PROVIDED INFORMATION -
** Start **
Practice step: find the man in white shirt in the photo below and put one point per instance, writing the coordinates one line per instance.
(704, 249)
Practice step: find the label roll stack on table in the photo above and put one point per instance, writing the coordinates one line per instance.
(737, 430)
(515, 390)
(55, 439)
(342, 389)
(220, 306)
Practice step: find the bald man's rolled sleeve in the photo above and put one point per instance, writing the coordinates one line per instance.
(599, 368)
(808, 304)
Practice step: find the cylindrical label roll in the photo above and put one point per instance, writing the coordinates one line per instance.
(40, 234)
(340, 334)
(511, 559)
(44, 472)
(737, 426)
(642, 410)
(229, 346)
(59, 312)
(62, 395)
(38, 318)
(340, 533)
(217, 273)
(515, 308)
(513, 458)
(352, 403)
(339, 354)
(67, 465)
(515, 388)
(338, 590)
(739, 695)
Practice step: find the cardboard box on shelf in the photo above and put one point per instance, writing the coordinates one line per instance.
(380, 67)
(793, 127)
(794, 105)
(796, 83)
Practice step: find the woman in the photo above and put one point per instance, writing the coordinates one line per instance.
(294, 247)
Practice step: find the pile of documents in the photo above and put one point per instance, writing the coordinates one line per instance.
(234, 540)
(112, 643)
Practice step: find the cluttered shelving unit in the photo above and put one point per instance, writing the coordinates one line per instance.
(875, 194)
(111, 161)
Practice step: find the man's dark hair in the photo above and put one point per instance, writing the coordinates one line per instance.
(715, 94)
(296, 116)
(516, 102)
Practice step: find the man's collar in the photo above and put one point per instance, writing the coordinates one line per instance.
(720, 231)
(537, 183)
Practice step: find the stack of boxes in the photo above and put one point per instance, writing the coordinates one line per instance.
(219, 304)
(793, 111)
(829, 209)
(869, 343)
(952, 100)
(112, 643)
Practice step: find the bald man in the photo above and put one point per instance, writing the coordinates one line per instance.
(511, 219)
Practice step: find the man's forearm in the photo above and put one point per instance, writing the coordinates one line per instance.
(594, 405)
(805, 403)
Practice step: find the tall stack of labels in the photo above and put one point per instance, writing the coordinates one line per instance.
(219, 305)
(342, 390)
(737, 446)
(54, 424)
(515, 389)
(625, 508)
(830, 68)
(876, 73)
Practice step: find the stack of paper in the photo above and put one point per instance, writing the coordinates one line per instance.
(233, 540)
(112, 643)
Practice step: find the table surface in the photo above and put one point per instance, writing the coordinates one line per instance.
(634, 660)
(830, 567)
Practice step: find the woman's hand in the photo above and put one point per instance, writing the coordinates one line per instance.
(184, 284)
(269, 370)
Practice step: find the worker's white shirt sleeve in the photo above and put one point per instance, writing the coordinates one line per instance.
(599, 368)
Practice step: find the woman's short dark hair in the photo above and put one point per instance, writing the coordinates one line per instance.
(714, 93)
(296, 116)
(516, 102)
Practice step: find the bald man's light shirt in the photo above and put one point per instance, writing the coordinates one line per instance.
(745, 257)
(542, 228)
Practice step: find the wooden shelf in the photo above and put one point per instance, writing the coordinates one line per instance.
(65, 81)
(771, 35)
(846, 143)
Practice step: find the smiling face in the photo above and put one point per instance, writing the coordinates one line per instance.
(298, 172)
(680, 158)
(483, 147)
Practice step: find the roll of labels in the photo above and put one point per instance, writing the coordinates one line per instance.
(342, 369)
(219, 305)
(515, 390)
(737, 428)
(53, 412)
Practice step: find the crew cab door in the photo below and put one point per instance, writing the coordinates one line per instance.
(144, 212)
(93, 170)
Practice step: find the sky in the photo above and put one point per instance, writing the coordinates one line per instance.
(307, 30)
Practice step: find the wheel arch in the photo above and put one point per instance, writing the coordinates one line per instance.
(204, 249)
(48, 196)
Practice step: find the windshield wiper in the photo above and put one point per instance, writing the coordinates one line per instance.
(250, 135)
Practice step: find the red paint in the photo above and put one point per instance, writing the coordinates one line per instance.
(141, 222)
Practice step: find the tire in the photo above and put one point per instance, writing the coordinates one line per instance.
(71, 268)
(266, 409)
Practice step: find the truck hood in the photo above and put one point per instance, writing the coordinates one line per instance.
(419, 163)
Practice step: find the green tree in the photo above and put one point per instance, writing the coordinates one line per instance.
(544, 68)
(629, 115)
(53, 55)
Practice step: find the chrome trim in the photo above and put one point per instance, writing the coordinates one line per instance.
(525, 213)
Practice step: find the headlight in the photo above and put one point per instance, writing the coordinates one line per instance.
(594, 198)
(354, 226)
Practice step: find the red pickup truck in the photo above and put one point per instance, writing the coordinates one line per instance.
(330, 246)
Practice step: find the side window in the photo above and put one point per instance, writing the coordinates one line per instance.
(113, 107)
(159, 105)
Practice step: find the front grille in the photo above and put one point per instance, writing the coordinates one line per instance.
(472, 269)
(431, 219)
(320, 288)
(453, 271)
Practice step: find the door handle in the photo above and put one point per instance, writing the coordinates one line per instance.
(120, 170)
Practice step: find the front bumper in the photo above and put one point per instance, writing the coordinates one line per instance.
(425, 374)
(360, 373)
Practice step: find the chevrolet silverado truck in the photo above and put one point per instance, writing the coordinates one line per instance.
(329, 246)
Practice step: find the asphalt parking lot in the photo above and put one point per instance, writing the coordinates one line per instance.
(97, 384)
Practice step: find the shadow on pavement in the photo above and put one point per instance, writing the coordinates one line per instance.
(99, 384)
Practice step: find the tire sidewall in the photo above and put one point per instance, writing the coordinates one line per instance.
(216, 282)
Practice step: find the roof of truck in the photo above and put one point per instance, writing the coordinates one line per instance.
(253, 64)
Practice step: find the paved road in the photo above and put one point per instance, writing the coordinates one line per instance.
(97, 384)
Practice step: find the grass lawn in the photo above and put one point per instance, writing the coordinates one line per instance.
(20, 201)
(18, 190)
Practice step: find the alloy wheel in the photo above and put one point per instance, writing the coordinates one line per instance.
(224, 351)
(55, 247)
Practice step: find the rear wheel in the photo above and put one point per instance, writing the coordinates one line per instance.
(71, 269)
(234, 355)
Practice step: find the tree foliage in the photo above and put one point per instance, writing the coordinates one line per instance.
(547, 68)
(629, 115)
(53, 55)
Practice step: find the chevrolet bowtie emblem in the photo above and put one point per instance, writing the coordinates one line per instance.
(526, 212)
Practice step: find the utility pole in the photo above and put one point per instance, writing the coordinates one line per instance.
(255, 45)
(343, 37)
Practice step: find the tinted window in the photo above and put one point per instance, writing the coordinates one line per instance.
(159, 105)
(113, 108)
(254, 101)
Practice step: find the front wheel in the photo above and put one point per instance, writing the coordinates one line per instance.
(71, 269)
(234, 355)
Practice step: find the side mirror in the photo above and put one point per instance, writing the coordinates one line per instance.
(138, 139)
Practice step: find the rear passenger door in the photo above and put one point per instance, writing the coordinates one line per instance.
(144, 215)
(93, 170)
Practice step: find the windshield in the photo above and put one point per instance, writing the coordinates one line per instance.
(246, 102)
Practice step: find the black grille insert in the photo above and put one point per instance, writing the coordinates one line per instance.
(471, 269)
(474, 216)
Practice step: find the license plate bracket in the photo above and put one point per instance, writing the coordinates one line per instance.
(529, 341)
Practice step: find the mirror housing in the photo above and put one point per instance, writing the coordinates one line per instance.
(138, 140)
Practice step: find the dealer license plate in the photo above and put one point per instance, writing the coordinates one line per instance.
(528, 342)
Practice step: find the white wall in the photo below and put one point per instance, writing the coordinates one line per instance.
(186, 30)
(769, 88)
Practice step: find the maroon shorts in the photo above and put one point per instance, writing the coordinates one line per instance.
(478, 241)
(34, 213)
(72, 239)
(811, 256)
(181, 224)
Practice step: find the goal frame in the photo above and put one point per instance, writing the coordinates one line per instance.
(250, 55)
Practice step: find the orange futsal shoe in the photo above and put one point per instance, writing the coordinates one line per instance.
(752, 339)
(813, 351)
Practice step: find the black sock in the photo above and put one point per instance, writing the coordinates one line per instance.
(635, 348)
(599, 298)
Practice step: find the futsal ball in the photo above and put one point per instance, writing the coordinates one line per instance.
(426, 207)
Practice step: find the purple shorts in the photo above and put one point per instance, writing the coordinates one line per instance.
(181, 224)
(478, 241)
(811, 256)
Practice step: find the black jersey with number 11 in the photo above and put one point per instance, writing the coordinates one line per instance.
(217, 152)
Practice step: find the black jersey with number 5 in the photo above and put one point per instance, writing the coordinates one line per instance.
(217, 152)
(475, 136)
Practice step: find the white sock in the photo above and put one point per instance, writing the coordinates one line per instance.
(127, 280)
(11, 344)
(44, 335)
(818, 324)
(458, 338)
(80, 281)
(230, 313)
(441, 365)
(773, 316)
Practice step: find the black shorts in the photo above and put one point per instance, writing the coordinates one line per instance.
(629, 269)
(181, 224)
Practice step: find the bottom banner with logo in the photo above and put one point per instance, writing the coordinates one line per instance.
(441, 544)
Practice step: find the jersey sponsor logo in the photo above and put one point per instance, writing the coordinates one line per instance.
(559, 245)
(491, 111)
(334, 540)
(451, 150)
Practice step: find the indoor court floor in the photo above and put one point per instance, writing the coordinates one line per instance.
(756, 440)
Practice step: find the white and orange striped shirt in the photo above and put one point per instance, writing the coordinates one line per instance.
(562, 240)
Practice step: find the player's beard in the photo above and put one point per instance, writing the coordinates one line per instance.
** End **
TASK REQUIREMENTS -
Output only the lines from the one holding "Practice step: find the purple" through the last line above, exactly as they appear.

THE RESULT -
Practice step: find the purple shorts in the photo above and put one point per instance, writing the coordinates one line per instance.
(181, 224)
(478, 241)
(811, 256)
Practice step: find the black jersey with number 11 in the photo above and put one point per instance, writing the coordinates one line per instance.
(217, 152)
Practice step: find the black jersey with number 5 in the photo above and put one point per instance, writing the coordinates one line per instance.
(217, 152)
(475, 136)
Practice step: find the white sock in the photo above and put one point per instance, writing the coordinates one line per instance.
(127, 280)
(11, 344)
(44, 335)
(818, 324)
(458, 338)
(80, 281)
(230, 313)
(441, 365)
(773, 316)
Practice step: find the black shorts in the photo above and put one point per instance, writing the coordinates one line per instance.
(629, 269)
(181, 224)
Practice step: find the bottom banner with logo in the photo above and put one point per instance, writing the coordinates one line per instance.
(441, 544)
Practice step: find the jersey sponsor logo in the photo above and put one point per instance, writing the coordinates one line per instance.
(559, 245)
(491, 111)
(334, 540)
(451, 150)
Practice step: find the indoor court floor in the photo above and put one point per instance, writing the coordinates one line per instance.
(756, 440)
Practice step: find the white and orange striped shirt in the photo above and put one point per instance, writing the coordinates one line per instance.
(562, 240)
Practice step: find the player's beard in the photo above and put one point per instance, writing the coordinates one line per instance.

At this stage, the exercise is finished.